[Start RECORDS SHOWN]

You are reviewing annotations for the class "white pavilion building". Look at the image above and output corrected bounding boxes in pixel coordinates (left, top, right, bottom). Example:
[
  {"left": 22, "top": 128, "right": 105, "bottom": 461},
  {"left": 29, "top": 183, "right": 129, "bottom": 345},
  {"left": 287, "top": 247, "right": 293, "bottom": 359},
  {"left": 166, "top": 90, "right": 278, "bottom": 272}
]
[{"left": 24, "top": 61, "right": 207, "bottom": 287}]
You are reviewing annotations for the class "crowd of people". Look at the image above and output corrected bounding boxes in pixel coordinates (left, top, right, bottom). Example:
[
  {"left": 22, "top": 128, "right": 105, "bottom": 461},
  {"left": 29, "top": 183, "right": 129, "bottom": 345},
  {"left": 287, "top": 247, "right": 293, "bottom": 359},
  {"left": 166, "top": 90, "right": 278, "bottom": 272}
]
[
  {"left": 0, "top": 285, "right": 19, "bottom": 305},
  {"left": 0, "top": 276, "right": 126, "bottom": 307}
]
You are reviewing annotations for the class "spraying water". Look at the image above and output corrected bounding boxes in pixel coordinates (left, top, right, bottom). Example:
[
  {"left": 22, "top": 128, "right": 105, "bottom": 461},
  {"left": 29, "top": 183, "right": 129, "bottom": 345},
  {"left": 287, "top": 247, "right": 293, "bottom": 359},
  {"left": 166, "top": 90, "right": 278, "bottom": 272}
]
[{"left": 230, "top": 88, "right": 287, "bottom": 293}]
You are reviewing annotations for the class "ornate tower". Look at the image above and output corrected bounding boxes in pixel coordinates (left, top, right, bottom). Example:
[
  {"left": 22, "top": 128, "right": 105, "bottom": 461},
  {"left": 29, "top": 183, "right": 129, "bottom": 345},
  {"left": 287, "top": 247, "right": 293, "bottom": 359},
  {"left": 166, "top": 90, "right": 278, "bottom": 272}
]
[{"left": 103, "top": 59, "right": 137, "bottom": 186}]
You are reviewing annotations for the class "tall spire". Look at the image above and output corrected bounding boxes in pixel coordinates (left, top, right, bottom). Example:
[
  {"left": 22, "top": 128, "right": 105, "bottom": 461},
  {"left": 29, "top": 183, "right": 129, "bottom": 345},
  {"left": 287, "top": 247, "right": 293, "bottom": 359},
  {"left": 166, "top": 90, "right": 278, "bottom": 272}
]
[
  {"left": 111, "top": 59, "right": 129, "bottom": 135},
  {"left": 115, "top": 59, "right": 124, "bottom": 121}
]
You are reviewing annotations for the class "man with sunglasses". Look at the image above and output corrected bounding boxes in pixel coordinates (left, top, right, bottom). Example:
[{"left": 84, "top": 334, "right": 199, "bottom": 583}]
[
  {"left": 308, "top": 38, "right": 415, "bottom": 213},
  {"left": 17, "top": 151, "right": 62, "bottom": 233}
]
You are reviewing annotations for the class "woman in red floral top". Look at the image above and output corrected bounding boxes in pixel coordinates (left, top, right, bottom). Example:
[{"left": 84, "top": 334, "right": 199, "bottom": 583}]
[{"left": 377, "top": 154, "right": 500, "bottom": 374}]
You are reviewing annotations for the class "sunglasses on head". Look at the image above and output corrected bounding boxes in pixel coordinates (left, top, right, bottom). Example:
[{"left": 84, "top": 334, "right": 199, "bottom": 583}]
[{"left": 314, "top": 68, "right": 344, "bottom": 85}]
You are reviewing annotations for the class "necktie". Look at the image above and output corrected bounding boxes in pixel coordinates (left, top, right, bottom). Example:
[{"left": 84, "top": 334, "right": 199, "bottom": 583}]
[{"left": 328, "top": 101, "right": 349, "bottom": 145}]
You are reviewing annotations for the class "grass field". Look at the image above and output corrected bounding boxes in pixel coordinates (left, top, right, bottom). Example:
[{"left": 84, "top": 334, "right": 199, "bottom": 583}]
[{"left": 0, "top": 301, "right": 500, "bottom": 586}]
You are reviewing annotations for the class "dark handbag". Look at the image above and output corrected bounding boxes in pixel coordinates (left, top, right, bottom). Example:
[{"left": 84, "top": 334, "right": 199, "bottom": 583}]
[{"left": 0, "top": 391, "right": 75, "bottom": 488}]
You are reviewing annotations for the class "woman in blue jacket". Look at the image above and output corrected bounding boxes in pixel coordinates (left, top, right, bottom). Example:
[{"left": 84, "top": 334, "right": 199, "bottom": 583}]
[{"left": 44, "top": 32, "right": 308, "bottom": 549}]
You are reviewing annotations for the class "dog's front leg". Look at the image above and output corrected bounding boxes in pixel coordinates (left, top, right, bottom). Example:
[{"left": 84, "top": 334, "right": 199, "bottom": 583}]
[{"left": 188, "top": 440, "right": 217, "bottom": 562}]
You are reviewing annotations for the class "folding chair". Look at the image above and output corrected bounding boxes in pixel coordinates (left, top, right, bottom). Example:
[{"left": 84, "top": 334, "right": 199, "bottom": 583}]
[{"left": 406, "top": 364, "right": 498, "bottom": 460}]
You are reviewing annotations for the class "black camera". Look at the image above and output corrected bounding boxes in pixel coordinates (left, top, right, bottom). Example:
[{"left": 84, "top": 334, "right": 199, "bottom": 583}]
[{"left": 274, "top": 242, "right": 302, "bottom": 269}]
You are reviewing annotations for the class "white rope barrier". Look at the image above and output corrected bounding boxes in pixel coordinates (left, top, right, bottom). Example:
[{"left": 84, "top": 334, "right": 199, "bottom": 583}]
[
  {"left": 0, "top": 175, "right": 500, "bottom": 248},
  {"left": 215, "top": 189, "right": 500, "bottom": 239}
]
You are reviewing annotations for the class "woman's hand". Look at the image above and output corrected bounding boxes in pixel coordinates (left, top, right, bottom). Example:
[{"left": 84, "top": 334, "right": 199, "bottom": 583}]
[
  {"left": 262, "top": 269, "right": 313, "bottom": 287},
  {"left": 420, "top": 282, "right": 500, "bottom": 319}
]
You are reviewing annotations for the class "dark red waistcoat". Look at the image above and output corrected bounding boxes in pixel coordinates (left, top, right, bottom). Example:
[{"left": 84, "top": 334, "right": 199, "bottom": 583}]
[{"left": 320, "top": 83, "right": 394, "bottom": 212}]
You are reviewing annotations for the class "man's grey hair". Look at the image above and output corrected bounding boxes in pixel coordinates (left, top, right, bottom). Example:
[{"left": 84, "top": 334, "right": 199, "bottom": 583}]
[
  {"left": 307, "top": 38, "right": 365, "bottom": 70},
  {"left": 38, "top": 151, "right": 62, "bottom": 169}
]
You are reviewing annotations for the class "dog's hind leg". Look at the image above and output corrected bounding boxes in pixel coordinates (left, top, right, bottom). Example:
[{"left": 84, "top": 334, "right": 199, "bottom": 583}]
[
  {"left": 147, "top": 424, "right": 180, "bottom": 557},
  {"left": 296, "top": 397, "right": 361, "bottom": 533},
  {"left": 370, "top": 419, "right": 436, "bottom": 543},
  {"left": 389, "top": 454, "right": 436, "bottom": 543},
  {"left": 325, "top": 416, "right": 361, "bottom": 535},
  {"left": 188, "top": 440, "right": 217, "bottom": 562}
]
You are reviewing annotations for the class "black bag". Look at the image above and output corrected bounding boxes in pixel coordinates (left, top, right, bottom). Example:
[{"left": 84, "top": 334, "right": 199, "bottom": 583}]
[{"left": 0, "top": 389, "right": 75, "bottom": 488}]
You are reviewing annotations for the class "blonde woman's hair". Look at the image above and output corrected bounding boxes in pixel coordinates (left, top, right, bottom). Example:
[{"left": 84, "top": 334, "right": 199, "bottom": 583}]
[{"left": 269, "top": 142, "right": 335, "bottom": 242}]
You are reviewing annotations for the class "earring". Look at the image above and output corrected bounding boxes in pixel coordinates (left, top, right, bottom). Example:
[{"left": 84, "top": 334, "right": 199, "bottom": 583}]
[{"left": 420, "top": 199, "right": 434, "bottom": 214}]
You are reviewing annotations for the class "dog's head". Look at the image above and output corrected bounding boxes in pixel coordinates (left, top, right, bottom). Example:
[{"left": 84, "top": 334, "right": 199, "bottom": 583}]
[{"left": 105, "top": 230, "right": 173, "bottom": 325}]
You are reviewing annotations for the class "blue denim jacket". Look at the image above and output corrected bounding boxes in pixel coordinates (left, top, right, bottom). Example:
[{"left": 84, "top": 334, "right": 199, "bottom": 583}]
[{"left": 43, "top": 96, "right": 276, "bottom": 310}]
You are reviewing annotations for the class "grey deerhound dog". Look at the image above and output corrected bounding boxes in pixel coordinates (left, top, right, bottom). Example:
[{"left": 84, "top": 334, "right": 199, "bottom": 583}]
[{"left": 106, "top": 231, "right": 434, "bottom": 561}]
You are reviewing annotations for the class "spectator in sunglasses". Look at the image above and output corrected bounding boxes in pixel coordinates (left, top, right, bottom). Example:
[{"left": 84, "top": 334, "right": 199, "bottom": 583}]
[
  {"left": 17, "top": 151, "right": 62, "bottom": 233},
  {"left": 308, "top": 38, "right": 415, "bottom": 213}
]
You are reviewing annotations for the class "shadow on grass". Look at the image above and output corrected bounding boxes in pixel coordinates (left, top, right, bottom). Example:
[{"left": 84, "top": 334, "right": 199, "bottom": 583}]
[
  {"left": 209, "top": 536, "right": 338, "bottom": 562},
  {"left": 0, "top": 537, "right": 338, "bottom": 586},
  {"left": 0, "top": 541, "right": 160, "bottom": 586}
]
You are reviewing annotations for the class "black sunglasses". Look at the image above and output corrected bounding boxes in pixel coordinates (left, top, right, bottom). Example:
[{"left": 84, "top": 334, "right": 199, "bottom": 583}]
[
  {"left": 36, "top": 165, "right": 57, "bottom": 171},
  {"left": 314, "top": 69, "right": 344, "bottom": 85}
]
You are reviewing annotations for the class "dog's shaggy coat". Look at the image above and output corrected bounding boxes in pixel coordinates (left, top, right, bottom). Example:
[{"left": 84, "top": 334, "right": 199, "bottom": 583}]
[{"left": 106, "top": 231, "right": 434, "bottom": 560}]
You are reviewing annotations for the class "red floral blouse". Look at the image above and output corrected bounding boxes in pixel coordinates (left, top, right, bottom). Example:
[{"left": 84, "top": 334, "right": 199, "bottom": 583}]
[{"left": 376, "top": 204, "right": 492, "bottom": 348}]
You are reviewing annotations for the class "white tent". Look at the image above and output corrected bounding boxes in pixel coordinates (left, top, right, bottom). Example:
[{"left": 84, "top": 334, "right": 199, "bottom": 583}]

[End RECORDS SHOWN]

▶ [BRIEF] Return every line above that contains the word "floral".

▶ [TASK OUTPUT]
You are reviewing annotations for the class "woman in red floral top". Look at the image above and output corrected bounding boxes in pixel coordinates (left, top, right, bottom). Example:
You are reviewing annotations for the class "red floral blouse". Look at the image above and output corrected bounding boxes in pixel coordinates (left, top, right, bottom). Example:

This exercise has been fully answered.